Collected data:
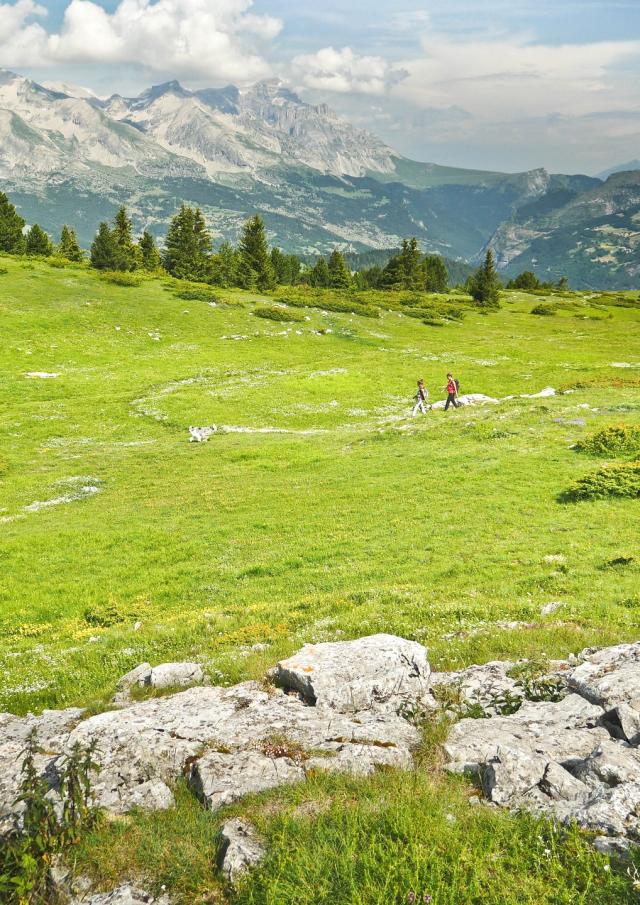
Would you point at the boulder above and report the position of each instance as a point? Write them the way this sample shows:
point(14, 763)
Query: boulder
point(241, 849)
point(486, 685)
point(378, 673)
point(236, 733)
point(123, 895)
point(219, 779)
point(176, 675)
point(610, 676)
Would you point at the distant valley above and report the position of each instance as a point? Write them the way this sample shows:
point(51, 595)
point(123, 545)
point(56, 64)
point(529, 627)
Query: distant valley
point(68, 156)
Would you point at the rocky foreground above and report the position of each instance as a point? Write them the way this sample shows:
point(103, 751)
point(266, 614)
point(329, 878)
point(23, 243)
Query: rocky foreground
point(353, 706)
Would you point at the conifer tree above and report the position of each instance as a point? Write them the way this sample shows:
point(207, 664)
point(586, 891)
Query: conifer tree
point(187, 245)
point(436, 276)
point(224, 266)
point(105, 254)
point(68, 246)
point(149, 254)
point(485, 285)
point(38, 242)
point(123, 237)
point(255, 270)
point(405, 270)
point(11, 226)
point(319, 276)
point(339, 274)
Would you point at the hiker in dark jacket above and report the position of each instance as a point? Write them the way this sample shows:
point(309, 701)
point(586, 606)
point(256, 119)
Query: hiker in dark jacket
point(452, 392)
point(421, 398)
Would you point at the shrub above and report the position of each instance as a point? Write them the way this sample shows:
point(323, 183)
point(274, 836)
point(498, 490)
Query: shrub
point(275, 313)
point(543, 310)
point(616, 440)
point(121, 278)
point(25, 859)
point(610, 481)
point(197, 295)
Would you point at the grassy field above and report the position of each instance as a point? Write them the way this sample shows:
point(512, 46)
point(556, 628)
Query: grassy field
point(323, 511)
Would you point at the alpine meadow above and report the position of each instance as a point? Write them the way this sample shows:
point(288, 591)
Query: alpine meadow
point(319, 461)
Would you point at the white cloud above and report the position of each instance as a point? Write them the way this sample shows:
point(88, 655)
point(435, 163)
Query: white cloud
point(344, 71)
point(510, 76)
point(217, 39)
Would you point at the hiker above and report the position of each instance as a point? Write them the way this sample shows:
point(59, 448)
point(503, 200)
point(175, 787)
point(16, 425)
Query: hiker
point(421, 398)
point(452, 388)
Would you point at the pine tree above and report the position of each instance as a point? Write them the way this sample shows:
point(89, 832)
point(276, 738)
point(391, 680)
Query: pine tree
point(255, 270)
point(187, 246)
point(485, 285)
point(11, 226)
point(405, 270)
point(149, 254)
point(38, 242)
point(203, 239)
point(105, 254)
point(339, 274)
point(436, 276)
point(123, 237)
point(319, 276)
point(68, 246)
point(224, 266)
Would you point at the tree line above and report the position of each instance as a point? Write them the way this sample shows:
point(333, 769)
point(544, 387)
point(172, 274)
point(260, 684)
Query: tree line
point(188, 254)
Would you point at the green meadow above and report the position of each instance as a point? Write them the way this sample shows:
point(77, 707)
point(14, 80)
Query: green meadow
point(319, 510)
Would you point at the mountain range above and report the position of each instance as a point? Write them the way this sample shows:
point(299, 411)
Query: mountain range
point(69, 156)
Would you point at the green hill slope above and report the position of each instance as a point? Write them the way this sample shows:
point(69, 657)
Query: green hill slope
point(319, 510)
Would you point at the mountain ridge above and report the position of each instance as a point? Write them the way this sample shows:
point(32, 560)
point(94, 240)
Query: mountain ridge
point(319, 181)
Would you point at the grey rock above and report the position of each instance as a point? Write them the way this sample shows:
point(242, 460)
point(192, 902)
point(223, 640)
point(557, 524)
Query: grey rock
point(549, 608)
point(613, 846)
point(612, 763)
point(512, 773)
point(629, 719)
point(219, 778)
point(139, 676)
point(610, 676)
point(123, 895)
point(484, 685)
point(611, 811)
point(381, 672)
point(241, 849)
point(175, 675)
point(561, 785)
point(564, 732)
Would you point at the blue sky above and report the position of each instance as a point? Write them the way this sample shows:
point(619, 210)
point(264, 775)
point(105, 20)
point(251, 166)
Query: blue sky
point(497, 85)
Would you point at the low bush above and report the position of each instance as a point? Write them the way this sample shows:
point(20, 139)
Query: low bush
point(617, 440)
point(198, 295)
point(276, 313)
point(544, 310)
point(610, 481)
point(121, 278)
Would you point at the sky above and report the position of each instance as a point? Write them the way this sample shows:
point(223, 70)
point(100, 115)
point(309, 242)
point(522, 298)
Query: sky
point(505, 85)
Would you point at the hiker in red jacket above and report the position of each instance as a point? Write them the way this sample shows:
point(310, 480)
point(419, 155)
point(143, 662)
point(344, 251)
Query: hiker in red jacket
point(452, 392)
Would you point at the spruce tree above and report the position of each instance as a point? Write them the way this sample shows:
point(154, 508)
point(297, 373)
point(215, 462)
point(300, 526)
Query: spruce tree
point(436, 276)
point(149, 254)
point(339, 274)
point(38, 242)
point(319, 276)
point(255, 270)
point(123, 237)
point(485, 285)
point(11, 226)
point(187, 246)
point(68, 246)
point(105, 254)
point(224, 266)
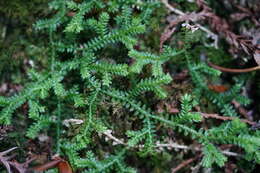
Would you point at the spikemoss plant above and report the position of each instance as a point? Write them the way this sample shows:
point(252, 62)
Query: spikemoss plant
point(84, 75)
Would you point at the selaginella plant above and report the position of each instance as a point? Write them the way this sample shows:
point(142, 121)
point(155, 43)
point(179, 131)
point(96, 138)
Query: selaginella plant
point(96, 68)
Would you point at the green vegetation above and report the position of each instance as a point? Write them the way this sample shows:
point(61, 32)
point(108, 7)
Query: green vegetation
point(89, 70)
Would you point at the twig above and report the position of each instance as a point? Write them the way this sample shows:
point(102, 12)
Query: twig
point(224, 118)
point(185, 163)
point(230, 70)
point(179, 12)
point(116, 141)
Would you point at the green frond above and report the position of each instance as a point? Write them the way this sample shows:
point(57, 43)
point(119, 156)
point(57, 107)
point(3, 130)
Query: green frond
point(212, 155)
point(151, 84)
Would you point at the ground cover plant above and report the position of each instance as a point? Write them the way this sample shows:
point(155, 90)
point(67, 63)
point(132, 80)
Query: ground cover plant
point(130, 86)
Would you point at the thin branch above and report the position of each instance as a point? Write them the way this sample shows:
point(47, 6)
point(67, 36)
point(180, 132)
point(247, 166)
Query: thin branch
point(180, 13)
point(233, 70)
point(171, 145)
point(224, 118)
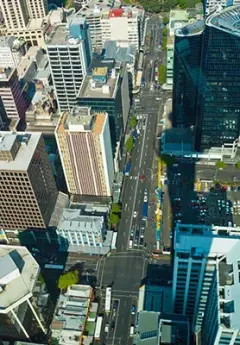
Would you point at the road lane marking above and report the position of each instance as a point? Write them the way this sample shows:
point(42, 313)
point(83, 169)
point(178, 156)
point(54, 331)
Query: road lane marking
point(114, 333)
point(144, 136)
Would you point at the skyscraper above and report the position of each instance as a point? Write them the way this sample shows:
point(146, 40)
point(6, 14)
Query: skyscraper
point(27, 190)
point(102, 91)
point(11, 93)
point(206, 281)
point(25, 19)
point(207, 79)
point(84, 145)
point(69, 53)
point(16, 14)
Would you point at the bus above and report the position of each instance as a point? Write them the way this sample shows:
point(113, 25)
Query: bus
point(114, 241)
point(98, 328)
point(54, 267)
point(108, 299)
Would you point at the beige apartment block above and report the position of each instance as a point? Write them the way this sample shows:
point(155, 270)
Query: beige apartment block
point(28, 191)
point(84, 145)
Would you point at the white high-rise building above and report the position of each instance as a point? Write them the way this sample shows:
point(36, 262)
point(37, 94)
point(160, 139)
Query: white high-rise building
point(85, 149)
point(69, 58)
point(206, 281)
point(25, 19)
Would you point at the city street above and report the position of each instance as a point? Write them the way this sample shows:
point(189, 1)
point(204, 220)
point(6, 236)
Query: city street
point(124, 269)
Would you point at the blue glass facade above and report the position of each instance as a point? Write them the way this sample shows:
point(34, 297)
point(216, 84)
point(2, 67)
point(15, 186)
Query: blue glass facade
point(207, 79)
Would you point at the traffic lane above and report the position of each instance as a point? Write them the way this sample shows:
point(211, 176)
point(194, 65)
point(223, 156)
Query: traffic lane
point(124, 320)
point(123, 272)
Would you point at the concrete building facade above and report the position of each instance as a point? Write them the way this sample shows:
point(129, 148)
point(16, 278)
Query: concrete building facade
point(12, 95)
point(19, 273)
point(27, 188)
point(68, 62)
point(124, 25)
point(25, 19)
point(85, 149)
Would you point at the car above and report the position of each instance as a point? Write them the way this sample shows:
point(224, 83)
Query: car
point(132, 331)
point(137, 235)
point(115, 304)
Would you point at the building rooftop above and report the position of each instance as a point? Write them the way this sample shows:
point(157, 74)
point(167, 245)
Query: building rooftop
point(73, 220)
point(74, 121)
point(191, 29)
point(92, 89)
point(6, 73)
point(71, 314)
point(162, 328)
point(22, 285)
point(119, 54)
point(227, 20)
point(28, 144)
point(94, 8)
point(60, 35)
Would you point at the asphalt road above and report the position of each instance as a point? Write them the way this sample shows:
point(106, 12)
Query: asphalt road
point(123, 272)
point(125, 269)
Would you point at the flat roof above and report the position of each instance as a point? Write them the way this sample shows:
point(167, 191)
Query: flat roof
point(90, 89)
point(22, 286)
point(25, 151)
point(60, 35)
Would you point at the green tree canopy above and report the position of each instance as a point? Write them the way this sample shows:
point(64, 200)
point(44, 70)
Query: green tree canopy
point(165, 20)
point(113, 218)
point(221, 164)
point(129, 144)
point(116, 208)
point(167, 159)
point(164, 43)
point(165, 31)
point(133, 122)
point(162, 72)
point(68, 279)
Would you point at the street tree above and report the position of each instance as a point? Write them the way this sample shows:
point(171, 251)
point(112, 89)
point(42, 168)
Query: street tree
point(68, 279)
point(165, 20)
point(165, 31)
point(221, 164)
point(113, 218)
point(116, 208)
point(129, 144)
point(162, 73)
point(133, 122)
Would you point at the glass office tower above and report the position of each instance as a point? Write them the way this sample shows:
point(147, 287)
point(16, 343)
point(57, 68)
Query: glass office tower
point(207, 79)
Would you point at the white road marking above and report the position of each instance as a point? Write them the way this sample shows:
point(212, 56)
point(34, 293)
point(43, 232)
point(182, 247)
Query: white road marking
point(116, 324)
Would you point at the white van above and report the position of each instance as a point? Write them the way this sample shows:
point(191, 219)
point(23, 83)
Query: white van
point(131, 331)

TASK GOAL: Word for word, repeat the lines above from the one with "point(310, 480)" through the one with "Would you point at the selaginella", and nothing beyond them. Omit the pictures.

EXERCISE ANSWER:
point(310, 480)
point(419, 155)
point(143, 662)
point(344, 251)
Query: hiker in red jacket
point(452, 392)
Would you point at the spruce tree above and report the position of each instance as a point? Write them the way this sample shows:
point(154, 508)
point(297, 373)
point(215, 462)
point(300, 526)
Query: spruce tree
point(436, 276)
point(149, 254)
point(339, 274)
point(38, 242)
point(319, 276)
point(255, 270)
point(123, 237)
point(485, 285)
point(11, 226)
point(187, 246)
point(68, 246)
point(105, 254)
point(224, 266)
Would you point at the spikemoss plant above and report the position of each instance as a point? Write them the way this sample shows:
point(252, 62)
Query: spikemoss plant
point(84, 75)
Would you point at the selaginella plant above and report the position of each instance as a point? Write them the way this sample shows:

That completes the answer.